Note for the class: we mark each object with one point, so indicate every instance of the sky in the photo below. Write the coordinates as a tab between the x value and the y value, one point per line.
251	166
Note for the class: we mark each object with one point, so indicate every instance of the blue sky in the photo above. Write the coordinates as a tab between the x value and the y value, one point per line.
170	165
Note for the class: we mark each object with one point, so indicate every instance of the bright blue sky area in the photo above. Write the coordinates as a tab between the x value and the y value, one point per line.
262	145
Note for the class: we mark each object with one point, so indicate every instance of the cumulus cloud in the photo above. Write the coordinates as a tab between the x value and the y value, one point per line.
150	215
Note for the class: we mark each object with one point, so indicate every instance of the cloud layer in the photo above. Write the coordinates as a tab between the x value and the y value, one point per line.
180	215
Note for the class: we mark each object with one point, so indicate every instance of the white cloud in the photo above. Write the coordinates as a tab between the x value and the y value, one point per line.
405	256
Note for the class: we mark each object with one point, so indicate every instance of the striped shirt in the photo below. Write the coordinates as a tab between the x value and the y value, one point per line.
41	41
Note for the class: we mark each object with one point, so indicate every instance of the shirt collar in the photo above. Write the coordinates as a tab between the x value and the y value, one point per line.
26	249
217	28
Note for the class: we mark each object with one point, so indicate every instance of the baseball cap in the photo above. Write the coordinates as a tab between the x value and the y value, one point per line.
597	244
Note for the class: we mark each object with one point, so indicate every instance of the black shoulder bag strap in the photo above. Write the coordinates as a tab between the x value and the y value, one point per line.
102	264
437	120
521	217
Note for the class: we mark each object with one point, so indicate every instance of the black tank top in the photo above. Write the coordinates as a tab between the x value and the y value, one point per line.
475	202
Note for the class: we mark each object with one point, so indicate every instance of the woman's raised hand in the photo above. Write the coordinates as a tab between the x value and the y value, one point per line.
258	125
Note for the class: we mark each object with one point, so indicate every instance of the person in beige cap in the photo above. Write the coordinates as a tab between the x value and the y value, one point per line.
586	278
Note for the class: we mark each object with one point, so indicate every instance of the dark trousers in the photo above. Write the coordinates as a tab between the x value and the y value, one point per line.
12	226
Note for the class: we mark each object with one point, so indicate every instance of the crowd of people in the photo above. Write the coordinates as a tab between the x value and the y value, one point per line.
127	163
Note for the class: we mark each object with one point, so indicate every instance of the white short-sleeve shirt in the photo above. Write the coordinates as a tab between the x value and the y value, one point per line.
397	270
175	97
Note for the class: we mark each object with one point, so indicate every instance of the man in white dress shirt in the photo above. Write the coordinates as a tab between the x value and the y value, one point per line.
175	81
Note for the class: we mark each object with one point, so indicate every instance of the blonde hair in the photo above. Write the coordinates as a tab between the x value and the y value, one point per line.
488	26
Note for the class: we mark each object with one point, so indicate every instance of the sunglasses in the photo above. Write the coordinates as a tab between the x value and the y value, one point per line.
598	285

What you need to do:
Each line in the material above must be retyped without alteration.

Correct output:
Note for the class: we mark each object with one point, so indicate every instance of the sky in the photo below. Write the coordinates as a tab between the x value and the y value, one point per line.
251	166
Note for the class: we mark each object with one point, so indicate every instance of the blue sky in the photo above. Write the coordinates as a tab between the x value and the y value, one point per line.
170	165
Note for the class: we mark each object with one point, so indicate every instance of the bright blue sky area in the photo above. Write the coordinates as a tab between the x value and the y value, one point per line.
262	145
Note for the class: we mark each object with one point, so indicate every instance of the cumulus cloud in the photo above. Write the coordinates as a tab between the x value and the y value, one point per line.
150	215
Note for the class: we mark each object with one point, so indicate every instance of the cloud layer in the photo above. Write the coordinates as a tab between the x value and the y value, one point per line.
180	215
Note for the class: we mark each object with one point, so indicate every instance of the white cloud in the photo above. Write the coordinates as a tab between the x value and the y value, one point per line.
405	256
Note for the class: we mark each object with one point, so indicate every instance of the striped shirt in the photo below. Write the coordinates as a tab between the x value and the y value, one point per line.
41	41
Note for the class: we mark each object with one point, so indicate every instance of the shirt collar in the photo above. Write the coordinates as a tab between the x value and the y value, one point per line.
26	249
217	28
Note for the class: we mark each object with one point, so indicate every instance of the baseball cap in the photo above. Write the coordinates as a tab between the x value and the y value, one point per line.
597	244
Note for the class: we mark each object with one point, so indicate every instance of the black shoulder bag strap in the photo above. Write the coordinates as a tab between the x value and the y value, one point per line.
102	264
437	120
521	217
Note for the class: we mark each object with one point, so indicate every instance of the black tank top in the photo above. Write the coordinates as a tab between the x value and the y value, one point per line.
475	202
Note for the class: we mark each object with one point, so indicate every instance of the woman's raised hand in the photo above. Write the coordinates as a tab between the x value and the y value, one point per line.
258	125
Note for the class: we mark each object with one point, so indicate every instance of the person in beige cap in the photo above. Write the coordinates as a tab between the x value and the y value, one point per line.
586	278
Note for the class: we mark each object with one point, so indicate every instance of the dark trousers in the photo above. Write the coordinates as a tab between the x value and the y value, one point per line.
12	226
Note for the class: we mark each object with one point, so indicate every instance of the crowd of people in the photo above. Write the coordinates as a tab between the x value and the y value, one point per line.
127	163
Note for the class: we mark each object with one point, so indicate every instance of the white short-sleeve shirt in the photo above. Write the coordinates as a tab between the x value and the y value, one point per line.
397	270
175	97
Note for the class: we mark each object with one point, so indicate every instance of the man in white dress shirt in the photo above. Write the coordinates as a tab between the x value and the y value, one point per line.
175	81
Note for the class: we mark each object with one point, so indicate every instance of the blonde hair in the photo above. Write the coordinates as a tab between the x value and the y value, one point per line.
488	26
Note for the class: we mark each object with one point, so indicate every instance of the sunglasses in the photo above. Write the coordinates as a tab between the x value and the y value, one point per line.
598	285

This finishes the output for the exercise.